### Verilen Görev 1
Kayıtlarda "Trace the outline of every instance of the industrial" ifadesini içeren satırdan başlayıp "185), (84, 182)]]" ifadesini içeren satıra kadar, bu iki satır da dahil, satırları aynen tekrarlayın. Resimleri cevaba almayın.

### Belge
Huzur

İç rahatlığı, ruhta tatmin duygusu, hâlden memnuniyet hissi ve gönül dünyasında inşirahlar yaşama mânâlarına gelen huzur, maddî olduğunun yanında hatta ötesinde mânevî bir derinliği, dünyevî olmasının yanında uhrevî ve ilâhî enginliği de olan kapsamlı bir kelimedir. Onun mecâzen, bazı önemli kimselerin makamı veya bu tür şahısların maiyetleri mânâsına gelme gibi bir anlamı da vardır ki o bizim konumuzun dışında kalır.

Maddî ve dünyevî huzur, herkesin aradığı ve çokların peşinde olduğu huzurdur ki, bir ihtiyac-ı mübrem ve herkes arkasından koştuğu hâlde iman ve mârifet dairesi dışında elde edeni az, devam ettireni ondan da az; adı var kendi yok, müsemmâsız bir isim gibidir. Onu, iman, iz'ân ve mârifet dairesi dışında arayanlardan biri -belki de bu sözlerle o, başkalarının hissiyatına tercüman oluyordu- ne hoş söyler:

"Âsûde olayım dersen, gelme cihâna
Meydana düşen kurtulamaz seng-i kazâdan." (Ziya Paşa)

Sofîlere göre huzur, haremgâh-ı ilâhîye duhûl ve maiyet yaşamaya bağlı ekstra bir lütf-u rabbânîdir ve Cenâb-ı Hakk'ın rabbânilere özel bir armağanıdır. Bu mânâda o, öteden beri vücud veya sübühât-ı vechin dört bir yanı kuşatıp kapladığı ve hak erinin mest ü sermest olduğu tasavvurlar üstü bir mazhariyetin unvanı olagelmiştir. Böyle bir mazhariyetle serfiraz hak yolcusu bazen, "Varsın İlâhî, yine varsın yine varsın, / Aklımda, hayalimde, hissimde hep varsın!" (Cenap Şehabettin) diyerek öyle bir metafizik gerilime geçer ki, gayri zevkî ve hâlî olarak, gözü hiçbir şey görmez, kulağı artık yabancı sesleri duymaz hâle gelir de huzur ihsasları içinde sürekli ihsan şuuruyla gözlerini açar-kapar, kalb kulaklarıyla mâverâ-yı tabiattan nağmeler dinler ve halktan gaybûbeti ölçüsünde letâif-i bâtınesiyle kendini hep O'nun huzurunda hisseder; tavır, davranış ve sözleriyle gayr-i iradî sürekli huzur soluklar, huzurdan dem vurur ve gören herkeste de huzur hissi uyarır. Gerçi bazen, makam ve müstekarrın berisinde bulunan bir kısım rabbânîlerin, madde, beden ve cismaniyet tesirinde kalarak her zaman o seviyeler üstü seviyeyi koruyamayarak kesinti ve inkıtalar yaşadıkları da olur ama, bu bir hüsûf ve küsûf hâdisesi gibi geldiği gibi gider ve bütün ufuklar fecir üstüne fecir yeniden aydınlanır, derken bir kez daha kalb yamaçlarında huzur meltemleri esmeye başlar.

### Kontur etiketleme kayıtları
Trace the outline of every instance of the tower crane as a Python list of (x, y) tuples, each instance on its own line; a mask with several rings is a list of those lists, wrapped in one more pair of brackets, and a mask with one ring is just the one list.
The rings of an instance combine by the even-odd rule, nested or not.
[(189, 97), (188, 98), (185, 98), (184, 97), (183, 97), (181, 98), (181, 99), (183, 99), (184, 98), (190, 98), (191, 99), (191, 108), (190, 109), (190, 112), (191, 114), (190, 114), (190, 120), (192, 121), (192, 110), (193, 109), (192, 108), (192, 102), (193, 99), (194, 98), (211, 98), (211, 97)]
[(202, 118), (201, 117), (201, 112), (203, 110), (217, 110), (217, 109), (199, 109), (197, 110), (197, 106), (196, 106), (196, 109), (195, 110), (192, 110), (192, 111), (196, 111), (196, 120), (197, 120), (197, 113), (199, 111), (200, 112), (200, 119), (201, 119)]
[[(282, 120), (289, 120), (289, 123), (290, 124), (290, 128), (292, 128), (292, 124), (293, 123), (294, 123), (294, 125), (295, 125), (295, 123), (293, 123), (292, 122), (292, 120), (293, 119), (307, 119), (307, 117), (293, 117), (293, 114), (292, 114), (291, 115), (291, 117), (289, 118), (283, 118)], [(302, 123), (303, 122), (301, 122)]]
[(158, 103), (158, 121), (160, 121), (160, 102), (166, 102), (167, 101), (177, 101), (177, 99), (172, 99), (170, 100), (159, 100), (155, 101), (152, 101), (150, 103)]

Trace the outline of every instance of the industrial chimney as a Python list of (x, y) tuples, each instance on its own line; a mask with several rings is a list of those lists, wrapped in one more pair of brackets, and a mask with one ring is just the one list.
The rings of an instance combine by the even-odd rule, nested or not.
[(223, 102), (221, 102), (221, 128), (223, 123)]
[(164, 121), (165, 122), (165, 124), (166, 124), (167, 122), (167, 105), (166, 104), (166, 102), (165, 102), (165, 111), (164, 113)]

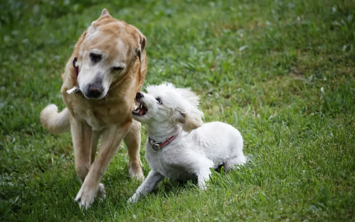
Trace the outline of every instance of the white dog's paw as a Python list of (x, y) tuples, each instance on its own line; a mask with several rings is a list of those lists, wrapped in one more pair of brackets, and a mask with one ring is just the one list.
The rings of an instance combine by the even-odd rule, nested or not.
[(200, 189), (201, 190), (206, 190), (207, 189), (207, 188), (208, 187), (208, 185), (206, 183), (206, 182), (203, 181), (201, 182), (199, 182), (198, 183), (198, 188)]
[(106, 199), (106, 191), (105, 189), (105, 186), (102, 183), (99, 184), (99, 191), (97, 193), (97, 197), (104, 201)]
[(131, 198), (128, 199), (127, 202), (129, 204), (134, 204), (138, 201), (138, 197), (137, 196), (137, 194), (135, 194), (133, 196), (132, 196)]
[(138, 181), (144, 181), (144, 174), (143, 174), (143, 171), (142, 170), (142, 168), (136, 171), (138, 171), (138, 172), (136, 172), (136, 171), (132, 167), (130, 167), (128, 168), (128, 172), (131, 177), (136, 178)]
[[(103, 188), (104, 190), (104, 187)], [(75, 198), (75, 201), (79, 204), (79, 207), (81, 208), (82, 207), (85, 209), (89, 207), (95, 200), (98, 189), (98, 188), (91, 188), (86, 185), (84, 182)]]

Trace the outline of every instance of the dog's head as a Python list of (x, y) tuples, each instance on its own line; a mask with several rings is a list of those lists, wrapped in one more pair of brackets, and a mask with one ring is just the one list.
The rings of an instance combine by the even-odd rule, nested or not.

* * *

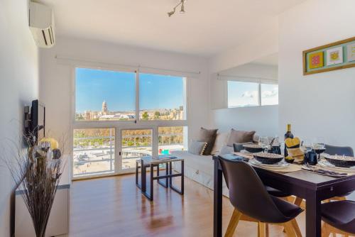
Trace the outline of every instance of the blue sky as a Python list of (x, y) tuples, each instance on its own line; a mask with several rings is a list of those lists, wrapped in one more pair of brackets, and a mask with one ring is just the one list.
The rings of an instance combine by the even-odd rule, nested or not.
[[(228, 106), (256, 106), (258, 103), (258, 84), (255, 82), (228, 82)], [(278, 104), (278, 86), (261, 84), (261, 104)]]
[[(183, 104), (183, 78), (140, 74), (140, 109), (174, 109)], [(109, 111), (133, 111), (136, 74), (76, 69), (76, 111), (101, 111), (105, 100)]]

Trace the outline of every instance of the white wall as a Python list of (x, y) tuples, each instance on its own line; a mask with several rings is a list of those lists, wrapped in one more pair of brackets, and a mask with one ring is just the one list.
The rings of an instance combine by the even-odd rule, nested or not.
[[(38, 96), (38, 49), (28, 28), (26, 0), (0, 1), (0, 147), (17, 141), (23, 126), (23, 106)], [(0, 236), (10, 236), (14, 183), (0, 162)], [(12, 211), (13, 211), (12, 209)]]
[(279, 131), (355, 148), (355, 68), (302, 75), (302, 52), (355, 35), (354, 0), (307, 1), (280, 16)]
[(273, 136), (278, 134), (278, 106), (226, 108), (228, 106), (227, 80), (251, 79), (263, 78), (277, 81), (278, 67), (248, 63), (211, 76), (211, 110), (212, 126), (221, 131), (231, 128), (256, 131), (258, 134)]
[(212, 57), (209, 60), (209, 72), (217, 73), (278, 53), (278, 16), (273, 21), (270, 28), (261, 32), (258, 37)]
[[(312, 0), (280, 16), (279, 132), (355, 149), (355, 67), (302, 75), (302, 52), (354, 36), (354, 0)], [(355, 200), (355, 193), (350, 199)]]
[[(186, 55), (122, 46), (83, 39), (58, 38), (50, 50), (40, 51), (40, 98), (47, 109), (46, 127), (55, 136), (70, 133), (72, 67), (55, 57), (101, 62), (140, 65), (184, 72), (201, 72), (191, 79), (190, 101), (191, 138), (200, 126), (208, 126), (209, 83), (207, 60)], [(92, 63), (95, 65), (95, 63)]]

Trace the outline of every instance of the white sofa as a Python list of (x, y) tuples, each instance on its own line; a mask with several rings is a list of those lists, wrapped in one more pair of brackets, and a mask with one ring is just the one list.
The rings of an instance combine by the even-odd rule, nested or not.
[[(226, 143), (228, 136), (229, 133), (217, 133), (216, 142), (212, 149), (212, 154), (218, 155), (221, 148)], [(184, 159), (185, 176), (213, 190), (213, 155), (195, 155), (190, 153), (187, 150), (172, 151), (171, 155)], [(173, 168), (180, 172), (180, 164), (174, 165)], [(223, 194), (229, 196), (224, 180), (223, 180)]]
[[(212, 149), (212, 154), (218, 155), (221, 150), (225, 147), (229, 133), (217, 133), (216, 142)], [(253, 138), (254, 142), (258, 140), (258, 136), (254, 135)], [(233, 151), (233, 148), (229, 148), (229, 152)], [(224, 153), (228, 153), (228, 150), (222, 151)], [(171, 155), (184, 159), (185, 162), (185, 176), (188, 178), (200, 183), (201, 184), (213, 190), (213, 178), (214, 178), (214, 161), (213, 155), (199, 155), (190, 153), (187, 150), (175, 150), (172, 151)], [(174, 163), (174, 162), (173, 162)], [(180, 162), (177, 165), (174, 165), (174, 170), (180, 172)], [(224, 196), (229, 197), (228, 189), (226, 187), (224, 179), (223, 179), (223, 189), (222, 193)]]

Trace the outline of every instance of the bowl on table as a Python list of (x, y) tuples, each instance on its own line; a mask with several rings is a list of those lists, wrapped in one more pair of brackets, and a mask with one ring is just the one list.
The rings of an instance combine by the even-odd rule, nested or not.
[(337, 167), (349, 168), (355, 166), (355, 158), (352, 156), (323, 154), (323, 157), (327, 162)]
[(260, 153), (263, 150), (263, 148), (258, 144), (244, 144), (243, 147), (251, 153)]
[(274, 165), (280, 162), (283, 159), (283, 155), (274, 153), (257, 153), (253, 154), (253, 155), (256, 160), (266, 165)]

==

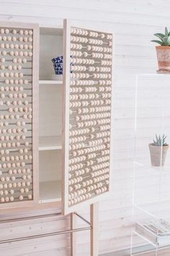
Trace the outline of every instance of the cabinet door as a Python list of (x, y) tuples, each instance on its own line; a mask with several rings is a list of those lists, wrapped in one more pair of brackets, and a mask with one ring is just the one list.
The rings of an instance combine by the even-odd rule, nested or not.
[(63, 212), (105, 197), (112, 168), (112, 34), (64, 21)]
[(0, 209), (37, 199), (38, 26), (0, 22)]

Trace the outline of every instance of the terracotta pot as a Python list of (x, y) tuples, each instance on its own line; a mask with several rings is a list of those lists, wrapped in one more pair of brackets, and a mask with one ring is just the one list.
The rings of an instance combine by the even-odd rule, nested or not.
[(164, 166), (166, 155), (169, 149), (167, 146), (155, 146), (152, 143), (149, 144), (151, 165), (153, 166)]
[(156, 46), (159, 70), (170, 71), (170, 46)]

### Verilen Görev 2
Huzur konulu belgeye göre Sofîler huzuru neye bağlı bir lütuf olarak görür?

### Cevap 1
Trace the outline of every instance of the industrial chimney as a Python list of (x, y) tuples, each instance on its own line; a mask with several rings is a list of those lists, wrapped in one more pair of brackets, and a mask with one ring is just the one list.
The rings of an instance combine by the even-odd rule, nested or not.
[(223, 102), (221, 102), (221, 128), (223, 123)]
[(164, 121), (165, 122), (165, 124), (166, 124), (167, 122), (167, 105), (166, 104), (166, 102), (165, 102), (165, 111), (164, 113)]

Trace the outline of every instance of the white dog's paw as a Python list of (x, y) tuples, each instance on its own line; a mask with several rings is a list of those lists, wrapped in one more pair of brackets, and a mask with one ring is just the one list.
The rings of an instance combine by the even-odd rule, nested or not.
[(200, 189), (201, 190), (206, 190), (207, 189), (207, 188), (208, 187), (208, 185), (206, 183), (206, 182), (203, 181), (201, 182), (199, 182), (198, 183), (198, 188)]
[(106, 199), (106, 191), (105, 189), (105, 186), (102, 183), (99, 184), (99, 191), (97, 193), (97, 197), (104, 201)]
[(131, 198), (128, 199), (127, 202), (129, 204), (134, 204), (138, 201), (138, 197), (137, 196), (137, 194), (135, 194), (133, 196), (132, 196)]
[(138, 181), (144, 181), (144, 174), (143, 174), (143, 171), (142, 170), (142, 168), (136, 171), (138, 171), (138, 172), (136, 172), (136, 171), (132, 167), (130, 167), (128, 168), (128, 172), (131, 177), (136, 178)]
[[(103, 188), (104, 190), (104, 187)], [(75, 198), (75, 201), (79, 204), (79, 207), (81, 208), (82, 207), (85, 209), (89, 207), (95, 200), (98, 189), (98, 188), (91, 188), (86, 185), (84, 182)]]

### Cevap 2
Sofîler huzuru, haremgâh-ı ilâhîye duhûl ve maiyet yaşamaya bağlı ekstra bir lütf-u rabbânî olarak görür.